# [TRAVAIL DEMANDÉ]
(1) D'après le texte sur les droits de l'enfant en Bosnie-Herzégovine, quelle période couvre le Plan d'action en faveur des enfants ?
(2) Recopiez le passage du texte sur les droits de l'enfant en Bosnie-Herzégovine qui commence par « 5.Sur le plan » et se termine par « Conseil pour l’enfance. ».
(3) Donnez la suite du texte sur les droits de l'enfant en Bosnie-Herzégovine, après sa dernière phrase.

# [TEXTE DU DOCUMENT]
—————

3.Dans le document de base figurent des renseignements à jour sur les institutions et le cadre juridique général de la protection des droits de l’homme. En outre, le Gouvernement s’est efforcé de fournir dans ses réponses écrites des données complémentaires permettant de se faire une idée plus complète et plus fiable de la situation actuelle des droits de l’enfant en Bosnie‑Herzégovine. Depuis 2001, les capacités du pays en matière de collecte et de compilation des données ont été sensiblement renforcées et les conditions de mise en œuvre de la Convention ont bien changé.

4.D’importants changements législatifs et institutionnels sont en particulier intervenus et parmi les textes de loi adoptés, il convient de citer les lois‑cadres de l’État et des entités sur l’éducation primaire et secondaire, la loi sur la protection des droits des personnes appartenant à des minorités nationales, les lois de l’État et des entités portant amendement de la loi sur les réfugiés et les personnes déplacées, la loi sur la protection des enfants en Republika Srpska, les lois des entités sur la protection contre la violence dans la famille, les lois de l’État et des entités sur la procédure pénale et l’exécution des sanctions pénales, la loi sur l’égalité entre les sexes, et la loi sur la protection sociale et la protection de l’enfance dans le district de Brčko.

5.Sur le plan institutionnel, il convient de signaler la création du Ministère des droits de l’homme et des réfugiés, du Bureau du Médiateur de la Republika Srpska, de la Commission des droits de l’homme, de l’Agence pour les normes d’évaluation dans le domaine de l’éducation, du Groupe chargé de la prévention du trafic des êtres humains, du Sous‑Groupe pour la prévention du trafic des enfants et du Conseil pour l’enfance.

6.Depuis 2001 les activités de sensibilisation relatives aux droits de l’enfant et la coopération avec les organisations non gouvernementales, dont le nombre a considérablement augmenté, ont été renforcées. De nombreux séminaires, ateliers et conférences ont été organisés et diverses études et recherches consacrées à différents thèmes touchant aux droits de l’enfant. Les autorités ont dans le même temps adopté plusieurs documents stratégiques, dont le Plan d’action en faveur des enfants (2002‑2010), la Stratégie de développement à moyen terme pour 2004‑2007, le Plan d’action visant à répondre aux besoins des minorités roms et autres minorités nationales en matière d’éducation et la Stratégie de lutte contre le VIH/sida. Les médias ont quant à eux porté une attention accrue aux droits de l’enfant, qu’ils ont contribué à mieux faire connaître, mais leur action reste toutefois relativement limitée et peu ciblée. Beaucoup reste d’ailleurs à faire sur le plan de l’éducation du public.

—————

# [ENTRÉES AFFICHÉES]
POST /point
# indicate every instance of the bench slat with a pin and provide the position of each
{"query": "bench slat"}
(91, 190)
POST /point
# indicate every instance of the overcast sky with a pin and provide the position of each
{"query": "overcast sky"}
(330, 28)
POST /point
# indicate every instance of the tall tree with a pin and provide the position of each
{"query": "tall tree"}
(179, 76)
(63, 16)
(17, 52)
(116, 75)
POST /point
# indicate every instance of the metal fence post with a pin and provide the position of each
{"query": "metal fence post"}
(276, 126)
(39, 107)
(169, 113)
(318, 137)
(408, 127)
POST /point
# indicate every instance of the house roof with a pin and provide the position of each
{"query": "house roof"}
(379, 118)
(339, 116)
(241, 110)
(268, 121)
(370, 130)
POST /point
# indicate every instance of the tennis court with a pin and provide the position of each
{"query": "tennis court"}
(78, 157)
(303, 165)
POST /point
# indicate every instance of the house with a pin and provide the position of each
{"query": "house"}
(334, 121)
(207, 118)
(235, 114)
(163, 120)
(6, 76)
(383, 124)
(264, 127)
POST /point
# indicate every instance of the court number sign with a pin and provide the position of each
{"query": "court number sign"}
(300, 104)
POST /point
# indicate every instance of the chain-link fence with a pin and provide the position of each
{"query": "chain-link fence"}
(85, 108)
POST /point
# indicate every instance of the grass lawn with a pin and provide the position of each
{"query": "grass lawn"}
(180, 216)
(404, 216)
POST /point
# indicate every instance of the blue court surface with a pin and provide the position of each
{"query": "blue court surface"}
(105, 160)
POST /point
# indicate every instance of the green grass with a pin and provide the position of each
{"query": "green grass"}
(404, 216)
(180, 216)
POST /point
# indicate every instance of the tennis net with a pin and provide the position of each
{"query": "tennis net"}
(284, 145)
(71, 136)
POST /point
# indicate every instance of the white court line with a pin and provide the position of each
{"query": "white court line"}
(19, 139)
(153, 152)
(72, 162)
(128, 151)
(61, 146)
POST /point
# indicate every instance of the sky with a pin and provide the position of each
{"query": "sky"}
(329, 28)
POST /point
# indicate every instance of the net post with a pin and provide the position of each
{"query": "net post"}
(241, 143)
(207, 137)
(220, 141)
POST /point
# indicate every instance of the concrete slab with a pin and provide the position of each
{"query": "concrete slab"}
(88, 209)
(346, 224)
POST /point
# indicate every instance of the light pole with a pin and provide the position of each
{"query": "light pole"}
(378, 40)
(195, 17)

—————

# [RÉSULTATS DES TÂCHES]
(1) La période 2002-2010.

(2)
5.Sur le plan institutionnel, il convient de signaler la création du Ministère des droits de l’homme et des réfugiés, du Bureau du Médiateur de la Republika Srpska, de la Commission des droits de l’homme, de l’Agence pour les normes d’évaluation dans le domaine de l’éducation, du Groupe chargé de la prévention du trafic des êtres humains, du Sous‑Groupe pour la prévention du trafic des enfants et du Conseil pour l’enfance.

(3)
7.La Bosnie‑Herzégovine ne peut désormais plus se contenter de protéger les catégories d’enfants les plus vulnérables, comme les enfants des personnes déplacées ou des réfugiés, et elle entend appliquer des normes globales et s’attacher à mettre pleinement en œuvre l’ensemble des dispositions de la Convention, notamment celles relatives au droit au repos et aux loisirs et au droit de participer à la vie culturelle et artistique.

8.Mme ALUOCH demande des précisions sur le processus par lequel la Convention relative aux droits de l’enfant a été intégrée dans la législation nationale et sur l’applicabilité de la Convention par les tribunaux nationaux; elle aimerait en outre savoir si le Gouvernement accepterait d’étudier la possibilité de retirer la réserve concernant le paragraphe 1 de l’article 9 si le Comité formulait une recommandation à cet effet dans ses observations finales. Étant donné qu’il n’existait aucun mécanisme indépendant pour le suivi de la Convention au moment de l’élaboration du rapport initial, il serait utile de savoir si le Conseil pour l’enfance créé en 2002 pour mettre en œuvre le Plan d’action pour l’enfance (2002‑2010) remplit aujourd’hui cette fonction. La délégation pourrait préciser qui sont les membres de ce Conseil et comment ils sont nommés et pourrait aussi indiquer s’il est prévu de créer un poste de médiateur pour les enfants.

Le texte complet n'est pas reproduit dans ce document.